To be done: Reproduce the material below verbatim, line for line, and omit the pictures from your output.

━━ Data section

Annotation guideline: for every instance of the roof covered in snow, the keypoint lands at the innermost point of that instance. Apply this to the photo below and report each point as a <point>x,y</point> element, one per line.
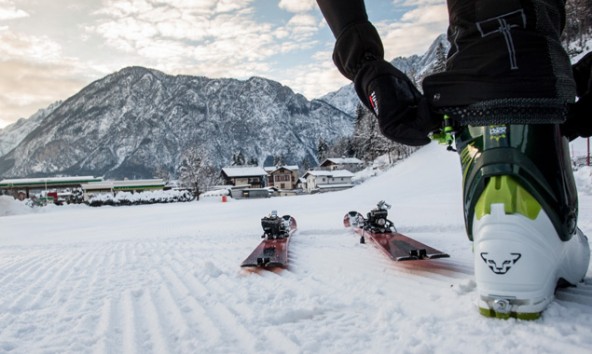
<point>244,171</point>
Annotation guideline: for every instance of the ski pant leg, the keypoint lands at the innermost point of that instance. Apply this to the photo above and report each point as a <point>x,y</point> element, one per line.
<point>506,64</point>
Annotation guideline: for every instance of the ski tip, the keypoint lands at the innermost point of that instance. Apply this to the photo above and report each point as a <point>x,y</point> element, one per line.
<point>525,316</point>
<point>352,219</point>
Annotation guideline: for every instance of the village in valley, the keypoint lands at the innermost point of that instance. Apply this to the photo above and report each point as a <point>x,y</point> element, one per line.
<point>237,182</point>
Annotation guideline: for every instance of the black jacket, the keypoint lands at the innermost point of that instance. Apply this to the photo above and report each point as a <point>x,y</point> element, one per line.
<point>506,63</point>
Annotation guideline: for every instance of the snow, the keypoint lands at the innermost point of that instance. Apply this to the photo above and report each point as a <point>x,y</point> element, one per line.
<point>165,278</point>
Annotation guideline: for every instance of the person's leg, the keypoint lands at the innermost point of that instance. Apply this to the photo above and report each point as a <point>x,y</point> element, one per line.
<point>507,87</point>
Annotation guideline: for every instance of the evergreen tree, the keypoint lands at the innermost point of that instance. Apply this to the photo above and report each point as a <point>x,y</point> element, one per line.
<point>197,172</point>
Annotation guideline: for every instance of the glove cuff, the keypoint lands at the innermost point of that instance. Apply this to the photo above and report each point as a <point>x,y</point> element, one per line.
<point>357,44</point>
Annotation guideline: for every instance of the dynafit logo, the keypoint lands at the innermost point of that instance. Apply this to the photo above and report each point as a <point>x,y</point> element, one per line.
<point>374,102</point>
<point>500,265</point>
<point>497,132</point>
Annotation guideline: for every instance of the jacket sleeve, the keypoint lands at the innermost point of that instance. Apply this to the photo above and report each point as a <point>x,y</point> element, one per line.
<point>357,41</point>
<point>341,13</point>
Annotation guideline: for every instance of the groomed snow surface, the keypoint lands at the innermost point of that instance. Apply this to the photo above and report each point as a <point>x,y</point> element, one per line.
<point>165,278</point>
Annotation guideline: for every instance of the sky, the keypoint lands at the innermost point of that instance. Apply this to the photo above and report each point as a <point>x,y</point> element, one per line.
<point>50,50</point>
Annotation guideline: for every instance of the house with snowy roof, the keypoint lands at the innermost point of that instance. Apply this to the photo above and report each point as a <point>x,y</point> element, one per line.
<point>327,181</point>
<point>282,177</point>
<point>248,176</point>
<point>342,163</point>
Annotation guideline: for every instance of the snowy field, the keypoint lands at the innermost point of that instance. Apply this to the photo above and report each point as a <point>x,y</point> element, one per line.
<point>166,278</point>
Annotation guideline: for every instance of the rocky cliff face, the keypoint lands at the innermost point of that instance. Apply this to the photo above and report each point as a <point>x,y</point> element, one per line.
<point>137,121</point>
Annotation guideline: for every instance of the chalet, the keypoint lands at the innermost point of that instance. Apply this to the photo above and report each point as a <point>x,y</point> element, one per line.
<point>343,163</point>
<point>282,177</point>
<point>254,177</point>
<point>326,181</point>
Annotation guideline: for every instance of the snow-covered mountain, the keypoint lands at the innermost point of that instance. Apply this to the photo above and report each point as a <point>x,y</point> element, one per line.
<point>137,121</point>
<point>13,134</point>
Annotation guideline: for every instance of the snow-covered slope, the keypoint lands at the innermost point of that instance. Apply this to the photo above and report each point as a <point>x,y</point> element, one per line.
<point>137,122</point>
<point>166,278</point>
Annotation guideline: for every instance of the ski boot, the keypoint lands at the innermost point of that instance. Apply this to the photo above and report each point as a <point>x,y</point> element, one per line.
<point>520,209</point>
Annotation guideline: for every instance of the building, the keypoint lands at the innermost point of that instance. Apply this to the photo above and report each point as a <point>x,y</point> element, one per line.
<point>253,177</point>
<point>343,163</point>
<point>21,187</point>
<point>139,185</point>
<point>282,177</point>
<point>326,181</point>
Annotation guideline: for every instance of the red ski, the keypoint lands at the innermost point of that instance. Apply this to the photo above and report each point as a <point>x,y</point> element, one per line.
<point>273,250</point>
<point>383,233</point>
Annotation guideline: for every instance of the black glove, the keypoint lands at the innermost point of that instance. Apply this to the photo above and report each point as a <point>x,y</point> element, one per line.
<point>579,121</point>
<point>403,113</point>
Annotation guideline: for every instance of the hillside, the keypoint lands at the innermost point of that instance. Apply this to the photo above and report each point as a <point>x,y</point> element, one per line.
<point>166,278</point>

━━━━

Result:
Annotation guideline: for every instance of the roof covered in snow, the keypoint lands at the innermost point of that instance. Apply this to the photo below and report each point as a <point>x,y</point> element, one per line.
<point>244,171</point>
Annotation guideline: for every instance of the ski pant leg, the keypoint lands at the innermost point of that instance. Apply this to the photo above and report each point as a <point>x,y</point> element, one per line.
<point>506,64</point>
Annotation guideline: for every instance of the ski tip, the keypoint lands at the innermost point of that instance. Apply this to the photo above and report each point as a <point>x,y</point> element, one per line.
<point>525,316</point>
<point>352,219</point>
Annotation guideline: for every instance of the village in valley, the keypoint lands at the innermost point of that instance. Apply this to the photo above and report each point as a <point>x,y</point> element, one per line.
<point>237,182</point>
Annotation guideline: for every instance of the black jacket, the keypoint lands at the innermost point of that instance. Apply this to the photo above and report each point as a <point>x,y</point> element, one per line.
<point>506,63</point>
Annotation guideline: for every instance of the snow, the keypoint lands at the innermost point of that instance. Apply this to the photo above and report each point as a <point>x,y</point> element, one per line.
<point>165,278</point>
Annotation guideline: for every instance of the person's leg, the keypoint lands at the innermost point of that instance. Apply this to the photo above and report each point as a <point>x,y</point> element, one per line.
<point>507,87</point>
Annotation guideline: for every instance of the evergreen tree, the keypoint lands at the innermost point of that instance. Apply this to the photo above and report each point as a <point>x,y</point> element, one per line.
<point>197,172</point>
Annotation guideline: for every instance of the glove cuff, the keypoint lands at the innermost point of that instance. Apply this to the photo above and report each point as a <point>x,y</point> element, one per line.
<point>357,44</point>
Annotation guideline: for every instance of the dynafit logo, the keypoint lands at the innermost point of that instance. Apply this to the photo above and report each point as a <point>x,y</point> element, one per line.
<point>374,102</point>
<point>500,265</point>
<point>497,132</point>
Annotation guideline: for every instance of the jacket sleeve, the keypoint lands at the innermost point of that instance. Apply this to the photo above and report each point as a <point>x,y</point> element, one per line.
<point>357,41</point>
<point>341,13</point>
Annotation guideline: for every instance of the groomed snow surface, the keypoint lands at the innermost point of that instance. Apply this to the photo above and report each point as a <point>x,y</point> element, one per line.
<point>165,278</point>
Annotation guideline: for every instance of the sky, the keypoint lands at the innermost point of that instance. Apply this to the photo above and report each point as a <point>x,y</point> element, one per line.
<point>50,50</point>
Annotation guideline: for every instance of the house with snowy roof, the keypoint lands at the innermost point of that instance. Apply this to the photo above and report each point as a <point>x,y</point> element, one per line.
<point>327,181</point>
<point>282,177</point>
<point>248,176</point>
<point>342,163</point>
Annotation guideline: for every instance of the snowy field, the keypoint lands at the innermost point of that instance. Apply this to the photo above and report each point as a <point>x,y</point> element, one per line.
<point>166,278</point>
Annotation guideline: for every instance of the rocky cliff face, the keypoint lands at the innermost point of that instance. Apply this to the photo above and report each point as a <point>x,y</point> element, one per line.
<point>137,121</point>
Annotation guideline: for every instance of the chalet, the keypoint lands at the innermost point of that instance. Apply this to the photo above and report each point as a <point>x,y</point> element, one per line.
<point>343,163</point>
<point>282,177</point>
<point>254,177</point>
<point>326,181</point>
Annotation guideline: for every instance of the snow-covered mountain, the keypoint lands at the innermost point of that instance. Apply this to the photo above and report each point as a <point>x,y</point> element, one per line.
<point>137,121</point>
<point>13,134</point>
Annotation guideline: for every instance of the snow-covered slope, the keypoint lands at the innermost point of that instance. Apply this to the photo above and report each point as a <point>x,y</point> element, one per line.
<point>137,122</point>
<point>166,278</point>
Annotation guideline: for every instance of the ski boot, the keypoint lands at the innermost point of that instance. Apply this to the photo above and report each point as a <point>x,y</point> element, one per line.
<point>520,209</point>
Annotation guideline: for every instance of the building, the keypoint lands at the innermost point of that instance. Apply this to the photo above and report each point as a <point>x,y</point> element, one per line.
<point>253,177</point>
<point>343,163</point>
<point>21,187</point>
<point>139,185</point>
<point>282,177</point>
<point>326,181</point>
Annotation guideline: for every instance of the red ski, the keypoint lands at the innermost point of that instance. Apply this to the photo above and report each point as a <point>x,y</point> element, one per line.
<point>273,250</point>
<point>383,233</point>
Annotation guideline: for every instance of the black glove, the keypoint lands at the innermost point of that instance. Apply this to the photo above and report each point as a <point>x,y</point> element, one per line.
<point>579,121</point>
<point>403,113</point>
Annotation guideline: for every instance of the hillside, the keypoint lands at the innermost point of that instance. Apply this to the photo above and report each point as a <point>x,y</point> element, one per line.
<point>166,278</point>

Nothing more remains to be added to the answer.